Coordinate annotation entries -
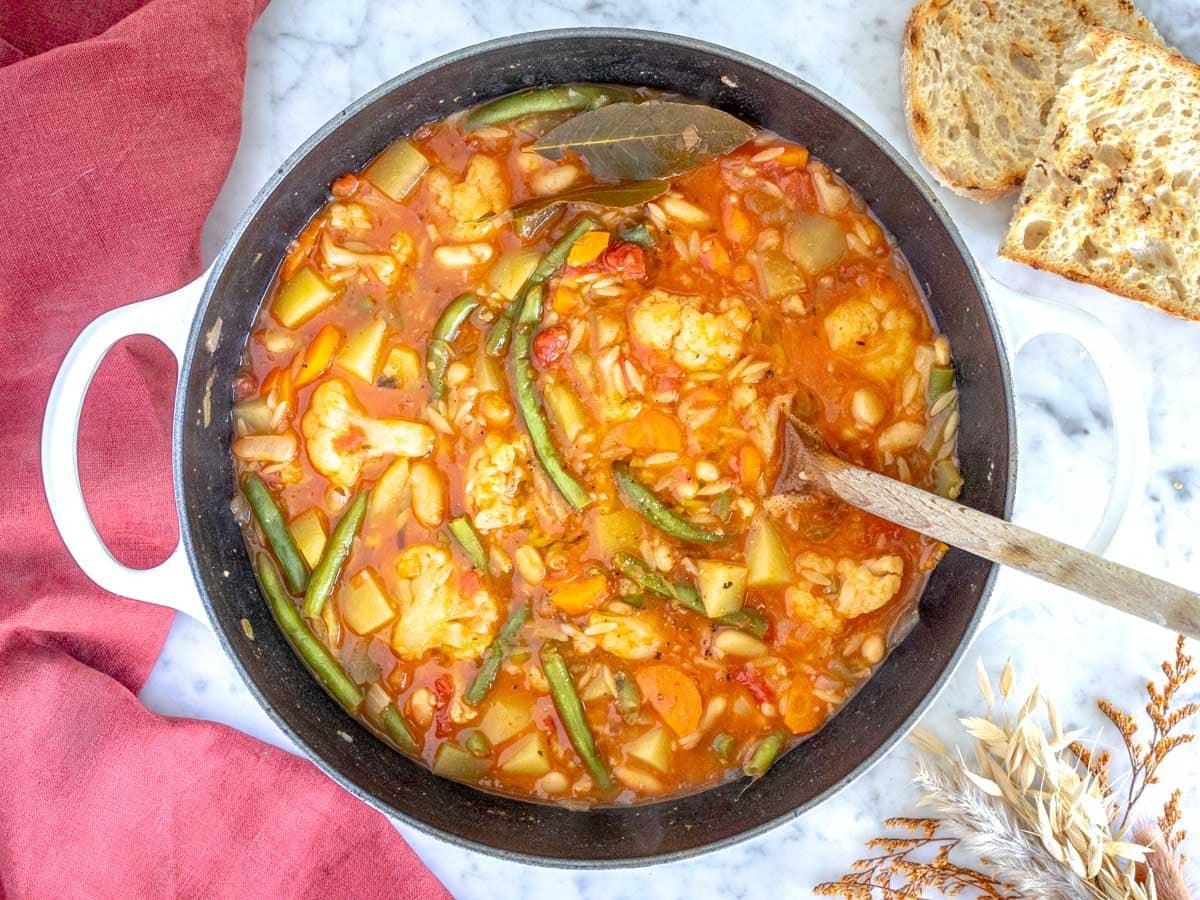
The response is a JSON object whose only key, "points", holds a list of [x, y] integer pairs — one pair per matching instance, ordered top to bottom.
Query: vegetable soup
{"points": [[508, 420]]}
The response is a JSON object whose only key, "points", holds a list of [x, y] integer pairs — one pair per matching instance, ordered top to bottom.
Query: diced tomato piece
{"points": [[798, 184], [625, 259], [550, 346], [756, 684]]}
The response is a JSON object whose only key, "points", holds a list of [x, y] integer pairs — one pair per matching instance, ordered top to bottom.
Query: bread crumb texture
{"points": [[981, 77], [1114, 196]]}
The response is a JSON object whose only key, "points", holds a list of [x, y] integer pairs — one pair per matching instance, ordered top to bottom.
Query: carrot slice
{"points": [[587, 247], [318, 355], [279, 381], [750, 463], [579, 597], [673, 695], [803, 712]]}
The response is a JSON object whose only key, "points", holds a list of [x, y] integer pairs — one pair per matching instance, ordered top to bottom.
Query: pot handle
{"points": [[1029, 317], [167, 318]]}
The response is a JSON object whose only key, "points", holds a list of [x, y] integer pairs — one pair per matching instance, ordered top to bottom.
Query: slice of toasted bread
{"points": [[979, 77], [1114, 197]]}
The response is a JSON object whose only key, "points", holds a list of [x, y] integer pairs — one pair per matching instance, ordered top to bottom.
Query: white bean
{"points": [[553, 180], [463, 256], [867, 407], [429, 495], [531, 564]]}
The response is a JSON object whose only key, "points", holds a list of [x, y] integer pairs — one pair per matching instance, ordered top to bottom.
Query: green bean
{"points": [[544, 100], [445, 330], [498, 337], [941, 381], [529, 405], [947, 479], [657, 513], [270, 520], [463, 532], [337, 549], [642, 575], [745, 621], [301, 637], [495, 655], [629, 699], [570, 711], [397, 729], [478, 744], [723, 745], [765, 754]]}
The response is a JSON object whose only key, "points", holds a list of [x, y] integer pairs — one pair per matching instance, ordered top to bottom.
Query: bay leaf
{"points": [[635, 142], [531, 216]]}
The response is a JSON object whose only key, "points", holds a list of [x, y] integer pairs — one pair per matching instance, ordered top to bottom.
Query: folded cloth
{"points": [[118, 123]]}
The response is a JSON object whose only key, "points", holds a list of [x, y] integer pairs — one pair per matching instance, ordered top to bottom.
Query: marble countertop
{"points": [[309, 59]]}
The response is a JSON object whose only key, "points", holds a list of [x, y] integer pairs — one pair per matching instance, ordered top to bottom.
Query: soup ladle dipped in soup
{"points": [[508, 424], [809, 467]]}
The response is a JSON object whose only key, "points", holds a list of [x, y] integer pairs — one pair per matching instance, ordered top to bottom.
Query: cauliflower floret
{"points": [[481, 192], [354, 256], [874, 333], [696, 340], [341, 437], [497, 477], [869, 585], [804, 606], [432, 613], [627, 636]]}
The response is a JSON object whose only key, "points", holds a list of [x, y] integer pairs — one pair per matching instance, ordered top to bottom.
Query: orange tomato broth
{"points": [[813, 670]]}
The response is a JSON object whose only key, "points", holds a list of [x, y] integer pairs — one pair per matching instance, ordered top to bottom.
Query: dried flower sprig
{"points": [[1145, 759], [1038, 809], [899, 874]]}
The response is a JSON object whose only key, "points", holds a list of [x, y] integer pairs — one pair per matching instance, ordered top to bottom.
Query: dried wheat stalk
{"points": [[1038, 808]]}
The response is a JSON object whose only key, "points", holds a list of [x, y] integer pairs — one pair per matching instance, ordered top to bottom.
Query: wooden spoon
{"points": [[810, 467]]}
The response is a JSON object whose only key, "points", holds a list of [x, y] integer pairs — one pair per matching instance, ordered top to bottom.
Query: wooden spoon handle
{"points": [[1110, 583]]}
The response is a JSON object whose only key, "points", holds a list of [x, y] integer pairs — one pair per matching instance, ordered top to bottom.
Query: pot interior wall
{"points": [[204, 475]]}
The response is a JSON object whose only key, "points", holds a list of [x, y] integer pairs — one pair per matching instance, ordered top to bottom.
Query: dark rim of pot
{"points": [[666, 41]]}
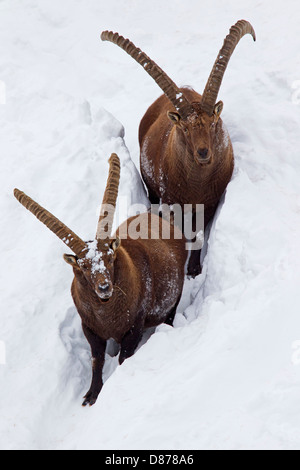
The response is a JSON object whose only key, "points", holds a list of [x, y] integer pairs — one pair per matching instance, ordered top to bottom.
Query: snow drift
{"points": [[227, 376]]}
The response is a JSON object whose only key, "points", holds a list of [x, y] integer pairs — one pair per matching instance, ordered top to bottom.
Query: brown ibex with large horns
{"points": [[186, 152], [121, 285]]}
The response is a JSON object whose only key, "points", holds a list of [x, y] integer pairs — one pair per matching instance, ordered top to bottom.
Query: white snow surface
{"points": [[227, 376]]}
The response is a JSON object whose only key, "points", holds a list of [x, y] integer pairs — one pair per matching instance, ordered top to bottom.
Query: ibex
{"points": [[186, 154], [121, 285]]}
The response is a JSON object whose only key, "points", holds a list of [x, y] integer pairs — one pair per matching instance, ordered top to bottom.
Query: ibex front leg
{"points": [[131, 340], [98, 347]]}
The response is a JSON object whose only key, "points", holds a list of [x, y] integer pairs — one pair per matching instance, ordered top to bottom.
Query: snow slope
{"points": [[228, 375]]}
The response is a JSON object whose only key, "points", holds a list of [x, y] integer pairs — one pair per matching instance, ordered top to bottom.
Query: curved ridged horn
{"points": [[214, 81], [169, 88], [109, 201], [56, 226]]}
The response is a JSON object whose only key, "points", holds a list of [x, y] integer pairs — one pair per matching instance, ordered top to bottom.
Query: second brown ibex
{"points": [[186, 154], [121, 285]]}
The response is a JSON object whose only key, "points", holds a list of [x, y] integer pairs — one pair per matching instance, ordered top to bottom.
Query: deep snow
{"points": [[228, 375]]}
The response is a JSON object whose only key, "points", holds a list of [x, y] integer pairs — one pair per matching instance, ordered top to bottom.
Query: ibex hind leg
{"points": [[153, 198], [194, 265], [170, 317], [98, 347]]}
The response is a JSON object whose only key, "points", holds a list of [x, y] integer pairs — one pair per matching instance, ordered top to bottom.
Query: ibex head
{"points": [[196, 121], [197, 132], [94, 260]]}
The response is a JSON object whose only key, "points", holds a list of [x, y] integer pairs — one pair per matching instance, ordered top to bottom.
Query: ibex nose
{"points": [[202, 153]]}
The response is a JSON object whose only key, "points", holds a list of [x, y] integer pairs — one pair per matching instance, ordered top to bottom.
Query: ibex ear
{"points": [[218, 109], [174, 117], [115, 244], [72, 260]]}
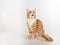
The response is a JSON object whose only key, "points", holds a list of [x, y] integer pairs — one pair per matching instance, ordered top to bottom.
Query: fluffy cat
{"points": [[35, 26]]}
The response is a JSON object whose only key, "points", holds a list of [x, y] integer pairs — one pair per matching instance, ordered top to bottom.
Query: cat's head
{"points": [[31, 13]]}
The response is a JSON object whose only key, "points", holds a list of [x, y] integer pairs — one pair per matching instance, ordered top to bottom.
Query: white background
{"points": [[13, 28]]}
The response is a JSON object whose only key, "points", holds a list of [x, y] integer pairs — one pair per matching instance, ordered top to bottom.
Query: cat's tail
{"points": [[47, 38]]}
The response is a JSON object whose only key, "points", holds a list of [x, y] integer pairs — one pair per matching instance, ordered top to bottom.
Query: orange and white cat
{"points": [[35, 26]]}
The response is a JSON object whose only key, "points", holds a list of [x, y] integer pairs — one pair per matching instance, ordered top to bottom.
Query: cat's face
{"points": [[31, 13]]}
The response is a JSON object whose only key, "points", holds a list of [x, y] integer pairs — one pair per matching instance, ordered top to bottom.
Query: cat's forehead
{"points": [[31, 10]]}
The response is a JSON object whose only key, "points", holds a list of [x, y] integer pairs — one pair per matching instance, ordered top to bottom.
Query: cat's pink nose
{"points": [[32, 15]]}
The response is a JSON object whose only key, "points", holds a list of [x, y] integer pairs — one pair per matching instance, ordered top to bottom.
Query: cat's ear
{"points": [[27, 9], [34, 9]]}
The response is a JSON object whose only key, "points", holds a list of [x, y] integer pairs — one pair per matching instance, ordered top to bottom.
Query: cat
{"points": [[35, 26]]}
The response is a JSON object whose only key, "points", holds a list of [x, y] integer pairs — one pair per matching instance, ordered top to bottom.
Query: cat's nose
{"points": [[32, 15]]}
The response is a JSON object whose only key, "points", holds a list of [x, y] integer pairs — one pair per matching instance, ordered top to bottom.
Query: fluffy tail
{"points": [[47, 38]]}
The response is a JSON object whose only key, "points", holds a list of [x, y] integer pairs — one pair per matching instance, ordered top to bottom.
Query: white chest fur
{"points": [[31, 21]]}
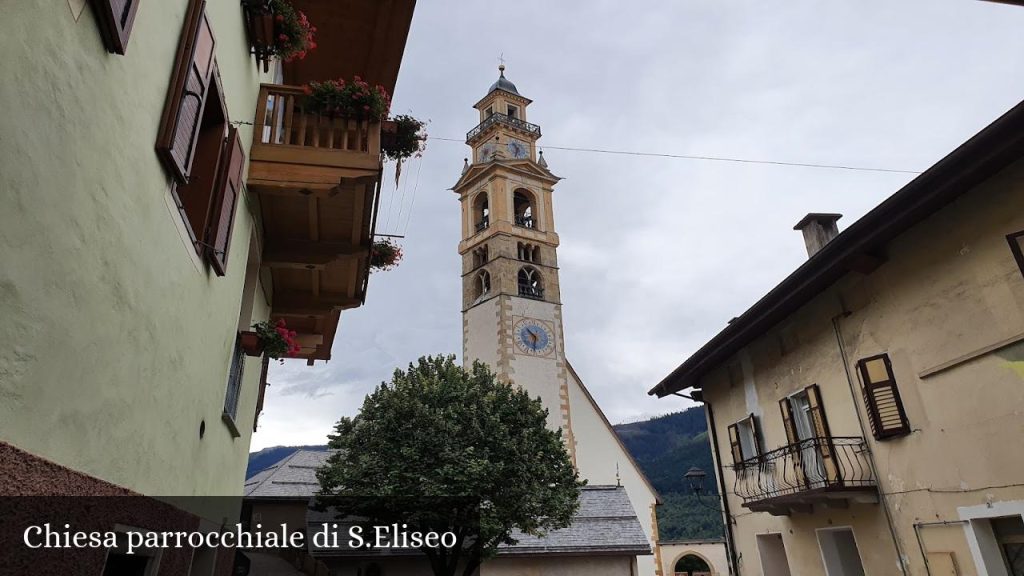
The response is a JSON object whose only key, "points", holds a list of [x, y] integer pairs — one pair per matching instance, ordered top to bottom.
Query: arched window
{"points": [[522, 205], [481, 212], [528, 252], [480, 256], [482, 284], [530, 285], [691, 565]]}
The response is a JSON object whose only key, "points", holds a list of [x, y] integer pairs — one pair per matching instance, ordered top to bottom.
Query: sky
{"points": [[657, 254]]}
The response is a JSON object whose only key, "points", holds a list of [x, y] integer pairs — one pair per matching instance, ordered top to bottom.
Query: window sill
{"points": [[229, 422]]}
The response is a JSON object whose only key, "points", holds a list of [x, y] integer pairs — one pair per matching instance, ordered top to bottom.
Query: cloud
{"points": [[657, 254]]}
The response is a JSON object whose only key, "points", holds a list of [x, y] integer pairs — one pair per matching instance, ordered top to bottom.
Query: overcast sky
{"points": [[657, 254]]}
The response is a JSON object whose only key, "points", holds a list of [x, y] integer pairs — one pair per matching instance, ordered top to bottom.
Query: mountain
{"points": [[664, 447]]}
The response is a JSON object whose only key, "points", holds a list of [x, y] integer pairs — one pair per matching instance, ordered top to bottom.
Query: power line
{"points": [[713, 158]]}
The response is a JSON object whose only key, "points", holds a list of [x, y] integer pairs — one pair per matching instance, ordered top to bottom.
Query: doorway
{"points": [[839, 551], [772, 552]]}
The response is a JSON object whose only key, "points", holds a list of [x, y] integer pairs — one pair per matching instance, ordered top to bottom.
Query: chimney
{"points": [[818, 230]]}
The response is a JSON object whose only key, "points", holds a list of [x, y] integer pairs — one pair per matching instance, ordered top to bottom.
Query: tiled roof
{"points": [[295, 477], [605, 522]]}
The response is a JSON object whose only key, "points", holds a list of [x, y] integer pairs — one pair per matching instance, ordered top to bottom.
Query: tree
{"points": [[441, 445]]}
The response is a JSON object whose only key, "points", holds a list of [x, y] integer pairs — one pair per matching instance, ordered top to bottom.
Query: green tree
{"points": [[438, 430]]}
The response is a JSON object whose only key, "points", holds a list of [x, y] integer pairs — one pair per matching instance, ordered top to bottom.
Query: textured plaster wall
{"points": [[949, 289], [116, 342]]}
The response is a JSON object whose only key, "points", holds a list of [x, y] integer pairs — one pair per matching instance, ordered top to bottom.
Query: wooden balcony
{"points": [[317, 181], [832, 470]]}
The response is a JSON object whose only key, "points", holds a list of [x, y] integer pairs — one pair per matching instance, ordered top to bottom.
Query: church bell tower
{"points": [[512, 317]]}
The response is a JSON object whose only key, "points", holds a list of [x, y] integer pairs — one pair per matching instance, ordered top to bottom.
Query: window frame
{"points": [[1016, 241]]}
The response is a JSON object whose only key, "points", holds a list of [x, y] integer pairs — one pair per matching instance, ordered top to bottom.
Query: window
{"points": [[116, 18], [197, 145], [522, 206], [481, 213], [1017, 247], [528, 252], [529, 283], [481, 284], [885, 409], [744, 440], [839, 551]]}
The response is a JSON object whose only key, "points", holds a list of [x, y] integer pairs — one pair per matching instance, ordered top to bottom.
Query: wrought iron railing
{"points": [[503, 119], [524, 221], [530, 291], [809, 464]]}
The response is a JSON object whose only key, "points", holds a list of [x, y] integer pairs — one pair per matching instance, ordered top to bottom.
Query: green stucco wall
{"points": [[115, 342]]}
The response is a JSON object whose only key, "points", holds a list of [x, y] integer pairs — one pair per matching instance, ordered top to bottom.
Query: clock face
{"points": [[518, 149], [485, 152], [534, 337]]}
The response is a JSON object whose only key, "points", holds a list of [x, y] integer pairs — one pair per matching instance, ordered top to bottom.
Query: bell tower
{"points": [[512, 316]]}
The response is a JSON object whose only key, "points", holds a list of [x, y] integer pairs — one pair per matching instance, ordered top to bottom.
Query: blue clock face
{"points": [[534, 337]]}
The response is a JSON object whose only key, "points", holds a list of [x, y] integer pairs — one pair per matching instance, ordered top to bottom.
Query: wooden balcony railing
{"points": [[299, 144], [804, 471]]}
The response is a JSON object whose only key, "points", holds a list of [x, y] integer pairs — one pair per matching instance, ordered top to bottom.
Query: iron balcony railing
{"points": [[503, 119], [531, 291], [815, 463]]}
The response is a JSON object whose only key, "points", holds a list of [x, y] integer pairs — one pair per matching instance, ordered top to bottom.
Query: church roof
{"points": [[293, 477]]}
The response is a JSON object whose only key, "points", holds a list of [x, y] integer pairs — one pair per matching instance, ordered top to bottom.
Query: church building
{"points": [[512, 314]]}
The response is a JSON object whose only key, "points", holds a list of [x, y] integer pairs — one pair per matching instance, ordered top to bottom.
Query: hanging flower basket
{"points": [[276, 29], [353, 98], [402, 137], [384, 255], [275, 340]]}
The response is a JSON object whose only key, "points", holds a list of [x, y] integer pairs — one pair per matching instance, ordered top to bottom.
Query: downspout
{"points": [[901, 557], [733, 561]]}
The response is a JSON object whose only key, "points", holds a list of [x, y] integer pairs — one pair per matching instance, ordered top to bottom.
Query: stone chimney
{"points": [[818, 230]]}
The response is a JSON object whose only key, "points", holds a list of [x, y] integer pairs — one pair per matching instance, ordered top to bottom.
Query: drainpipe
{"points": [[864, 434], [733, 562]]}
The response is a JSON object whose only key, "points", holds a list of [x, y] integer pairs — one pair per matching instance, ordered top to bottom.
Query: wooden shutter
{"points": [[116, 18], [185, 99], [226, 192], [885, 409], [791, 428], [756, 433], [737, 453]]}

Problem to solve -
Collect every line above that contains the string "church", treating uppercase and lowercase as different.

Written reply -
Query: church bell tower
Query: church roof
Query: church building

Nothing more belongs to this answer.